++++ Selected text
Friday, May 22, 2015

World No Tobacco Day: A brief review

Want to watch an early television public service announcement warning about smoking? Read up on local no-spitting-of-tobacco laws?

World No Tobacco Day: A brief review

(World Health Organization)
(World Health Organization)

It was a half-century ago that the U.S. Surgeon General's Report on Smoking and Health alerted Americans to the risks of smoking. You can read the entire document here. The report's history is a featured exhibit at the Lyndon Baines Johnson Presidential Library in Austin, Texas.

Did you know that the ban on radio and television cigarette advertising began on April 1, 1970, with legislation signed by President Nixon? Here is an early televised public service announcement warning about smoking. For some background on early tobacco regulation—such as local no-spitting-of-tobacco laws—check out this online exhibit from the Kansas Museum of History.
++++++++
++++ Raw data
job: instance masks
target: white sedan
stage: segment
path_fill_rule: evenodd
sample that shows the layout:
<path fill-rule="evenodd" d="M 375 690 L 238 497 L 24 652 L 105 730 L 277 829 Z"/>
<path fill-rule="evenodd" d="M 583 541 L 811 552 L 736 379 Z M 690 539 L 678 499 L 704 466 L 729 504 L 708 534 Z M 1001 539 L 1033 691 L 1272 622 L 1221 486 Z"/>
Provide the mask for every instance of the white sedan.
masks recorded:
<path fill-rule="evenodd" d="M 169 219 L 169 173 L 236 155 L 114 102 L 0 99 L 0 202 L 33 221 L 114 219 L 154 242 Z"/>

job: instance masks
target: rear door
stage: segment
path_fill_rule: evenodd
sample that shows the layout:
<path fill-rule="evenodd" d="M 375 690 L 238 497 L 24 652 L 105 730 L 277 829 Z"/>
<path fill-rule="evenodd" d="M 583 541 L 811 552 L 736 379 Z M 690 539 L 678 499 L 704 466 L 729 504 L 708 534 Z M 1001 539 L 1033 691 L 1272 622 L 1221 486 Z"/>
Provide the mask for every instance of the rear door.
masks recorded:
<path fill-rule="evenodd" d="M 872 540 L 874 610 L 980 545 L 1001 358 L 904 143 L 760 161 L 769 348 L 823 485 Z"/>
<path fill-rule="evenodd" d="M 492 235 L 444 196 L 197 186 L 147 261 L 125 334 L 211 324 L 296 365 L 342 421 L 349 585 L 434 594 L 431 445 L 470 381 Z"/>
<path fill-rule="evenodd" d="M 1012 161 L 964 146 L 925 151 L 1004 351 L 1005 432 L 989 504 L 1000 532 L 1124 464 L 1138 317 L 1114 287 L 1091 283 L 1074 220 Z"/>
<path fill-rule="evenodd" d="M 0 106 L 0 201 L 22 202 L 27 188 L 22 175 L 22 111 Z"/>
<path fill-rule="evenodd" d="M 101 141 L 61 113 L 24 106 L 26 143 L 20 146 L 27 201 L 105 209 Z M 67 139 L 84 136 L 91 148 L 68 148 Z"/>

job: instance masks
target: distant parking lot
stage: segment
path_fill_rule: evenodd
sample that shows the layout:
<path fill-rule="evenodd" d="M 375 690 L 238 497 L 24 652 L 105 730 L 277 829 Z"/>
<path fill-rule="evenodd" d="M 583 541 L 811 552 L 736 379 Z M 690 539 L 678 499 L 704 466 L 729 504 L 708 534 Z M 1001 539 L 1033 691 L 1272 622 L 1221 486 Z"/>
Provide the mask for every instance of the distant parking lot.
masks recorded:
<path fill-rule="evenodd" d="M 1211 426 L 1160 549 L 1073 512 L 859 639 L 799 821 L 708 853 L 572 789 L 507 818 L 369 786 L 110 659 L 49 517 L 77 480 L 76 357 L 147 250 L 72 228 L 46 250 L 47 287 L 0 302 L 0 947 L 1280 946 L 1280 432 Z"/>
++++++++
++++ Raw data
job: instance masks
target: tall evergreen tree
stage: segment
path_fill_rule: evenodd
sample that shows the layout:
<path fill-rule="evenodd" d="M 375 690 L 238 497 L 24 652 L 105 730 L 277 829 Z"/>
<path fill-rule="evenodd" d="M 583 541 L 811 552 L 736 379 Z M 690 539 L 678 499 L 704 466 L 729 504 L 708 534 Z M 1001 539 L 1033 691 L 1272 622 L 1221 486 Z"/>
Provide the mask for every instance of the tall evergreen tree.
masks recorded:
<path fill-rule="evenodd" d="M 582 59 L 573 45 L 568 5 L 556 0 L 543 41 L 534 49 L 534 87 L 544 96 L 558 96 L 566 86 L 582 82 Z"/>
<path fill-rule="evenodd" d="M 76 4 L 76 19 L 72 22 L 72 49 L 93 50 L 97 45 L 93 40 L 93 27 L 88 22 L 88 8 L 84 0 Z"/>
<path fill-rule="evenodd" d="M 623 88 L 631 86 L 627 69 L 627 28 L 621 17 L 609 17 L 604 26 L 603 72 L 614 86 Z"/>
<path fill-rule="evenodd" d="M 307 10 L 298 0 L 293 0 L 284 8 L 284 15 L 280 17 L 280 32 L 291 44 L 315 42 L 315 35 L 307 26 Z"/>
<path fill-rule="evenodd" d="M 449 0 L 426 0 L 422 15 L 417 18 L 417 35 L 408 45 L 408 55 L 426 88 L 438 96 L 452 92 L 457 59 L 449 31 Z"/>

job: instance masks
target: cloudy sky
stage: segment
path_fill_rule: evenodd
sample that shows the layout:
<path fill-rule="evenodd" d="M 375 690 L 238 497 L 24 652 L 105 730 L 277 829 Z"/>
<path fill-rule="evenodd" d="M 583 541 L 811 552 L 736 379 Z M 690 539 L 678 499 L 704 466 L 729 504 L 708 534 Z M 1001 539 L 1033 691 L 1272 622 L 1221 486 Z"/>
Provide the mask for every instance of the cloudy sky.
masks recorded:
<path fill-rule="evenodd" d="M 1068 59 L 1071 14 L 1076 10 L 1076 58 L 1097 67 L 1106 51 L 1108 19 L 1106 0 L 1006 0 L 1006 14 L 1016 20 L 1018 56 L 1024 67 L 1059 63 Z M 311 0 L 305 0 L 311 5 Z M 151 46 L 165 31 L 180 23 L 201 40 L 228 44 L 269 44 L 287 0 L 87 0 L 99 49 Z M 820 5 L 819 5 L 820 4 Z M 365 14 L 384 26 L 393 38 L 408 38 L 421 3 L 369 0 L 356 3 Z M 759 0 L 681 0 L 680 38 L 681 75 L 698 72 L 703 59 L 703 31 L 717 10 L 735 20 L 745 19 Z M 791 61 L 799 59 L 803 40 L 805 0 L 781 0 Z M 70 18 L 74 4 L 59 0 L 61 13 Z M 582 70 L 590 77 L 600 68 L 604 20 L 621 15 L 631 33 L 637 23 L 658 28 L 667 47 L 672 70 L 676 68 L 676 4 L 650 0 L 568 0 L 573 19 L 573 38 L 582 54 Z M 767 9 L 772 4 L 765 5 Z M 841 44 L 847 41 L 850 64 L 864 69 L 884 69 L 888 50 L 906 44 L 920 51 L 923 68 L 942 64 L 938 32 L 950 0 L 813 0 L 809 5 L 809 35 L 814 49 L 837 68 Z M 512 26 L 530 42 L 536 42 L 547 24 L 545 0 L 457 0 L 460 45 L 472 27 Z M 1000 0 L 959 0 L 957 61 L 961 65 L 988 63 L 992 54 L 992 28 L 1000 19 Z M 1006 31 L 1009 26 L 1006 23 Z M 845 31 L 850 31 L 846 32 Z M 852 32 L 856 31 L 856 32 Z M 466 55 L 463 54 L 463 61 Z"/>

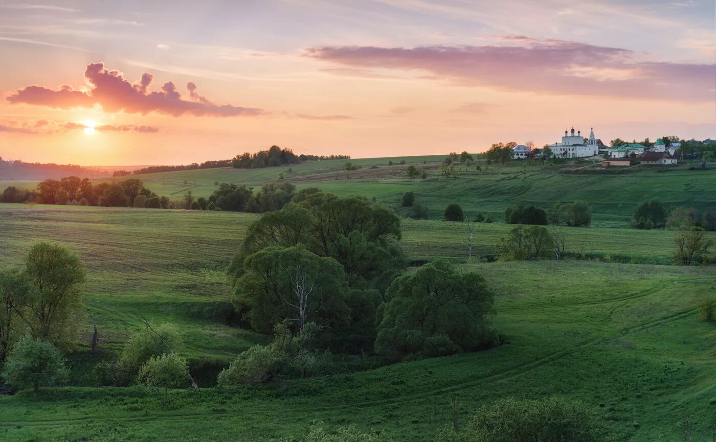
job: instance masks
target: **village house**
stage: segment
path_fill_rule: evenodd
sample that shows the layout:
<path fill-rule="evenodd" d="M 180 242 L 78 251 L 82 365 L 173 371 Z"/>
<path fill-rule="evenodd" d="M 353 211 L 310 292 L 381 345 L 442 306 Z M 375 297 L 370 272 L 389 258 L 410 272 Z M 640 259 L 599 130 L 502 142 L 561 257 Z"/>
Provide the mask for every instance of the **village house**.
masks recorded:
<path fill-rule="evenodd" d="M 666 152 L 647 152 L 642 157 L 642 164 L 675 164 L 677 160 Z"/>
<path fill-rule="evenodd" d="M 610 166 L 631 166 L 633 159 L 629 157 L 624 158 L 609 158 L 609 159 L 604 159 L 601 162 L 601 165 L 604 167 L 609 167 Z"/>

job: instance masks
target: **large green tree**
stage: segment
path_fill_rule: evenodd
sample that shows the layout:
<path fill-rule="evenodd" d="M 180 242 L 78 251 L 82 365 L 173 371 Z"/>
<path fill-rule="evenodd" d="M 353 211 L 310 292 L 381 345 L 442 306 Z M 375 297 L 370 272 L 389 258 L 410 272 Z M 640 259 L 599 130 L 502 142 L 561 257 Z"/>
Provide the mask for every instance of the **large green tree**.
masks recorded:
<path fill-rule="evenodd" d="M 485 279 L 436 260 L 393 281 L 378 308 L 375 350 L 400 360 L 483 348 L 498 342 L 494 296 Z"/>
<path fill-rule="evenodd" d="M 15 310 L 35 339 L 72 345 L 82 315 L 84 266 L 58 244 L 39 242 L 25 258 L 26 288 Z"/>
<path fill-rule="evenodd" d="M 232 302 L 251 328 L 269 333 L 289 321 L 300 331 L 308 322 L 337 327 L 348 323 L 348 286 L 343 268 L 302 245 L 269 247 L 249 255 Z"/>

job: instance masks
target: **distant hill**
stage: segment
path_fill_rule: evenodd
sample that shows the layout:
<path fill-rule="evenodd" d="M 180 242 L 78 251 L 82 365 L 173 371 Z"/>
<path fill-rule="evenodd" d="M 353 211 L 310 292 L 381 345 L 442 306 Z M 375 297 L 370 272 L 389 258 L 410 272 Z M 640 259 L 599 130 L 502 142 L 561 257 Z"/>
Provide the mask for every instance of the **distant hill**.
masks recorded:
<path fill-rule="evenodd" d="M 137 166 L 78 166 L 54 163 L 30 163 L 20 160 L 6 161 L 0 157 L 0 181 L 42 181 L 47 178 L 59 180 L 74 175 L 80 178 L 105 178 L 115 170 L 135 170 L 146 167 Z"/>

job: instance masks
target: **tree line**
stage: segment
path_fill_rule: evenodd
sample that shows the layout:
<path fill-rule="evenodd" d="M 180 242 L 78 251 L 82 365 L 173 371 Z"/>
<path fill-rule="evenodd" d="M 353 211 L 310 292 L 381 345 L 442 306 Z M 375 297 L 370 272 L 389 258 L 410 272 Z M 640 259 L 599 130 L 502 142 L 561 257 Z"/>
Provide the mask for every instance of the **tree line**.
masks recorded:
++++++++
| The task |
Reproduce the World No Tobacco Day post word for word, from beginning to end. The rows come from a different source than the World No Tobacco Day post.

| Solution to this task |
Friday, May 22, 2015

World No Tobacco Day: A brief review

Want to watch an early television public service announcement warning about smoking? Read up on local no-spitting-of-tobacco laws?

World No Tobacco Day: A brief review

(World Health Organization)
(World Health Organization)

It was a half-century ago that the U.S. Surgeon General's Report on Smoking and Health alerted Americans to the risks of smoking. You can read the entire document here. The report's history is a featured exhibit at the Lyndon Baines Johnson Presidential Library in Austin, Texas.

Did you know that the ban on radio and television cigarette advertising began on April 1, 1970, with legislation signed by President Nixon? Here is an early televised public service announcement warning about smoking. For some background on early tobacco regulation—such as local no-spitting-of-tobacco laws—check out this online exhibit from the Kansas Museum of History.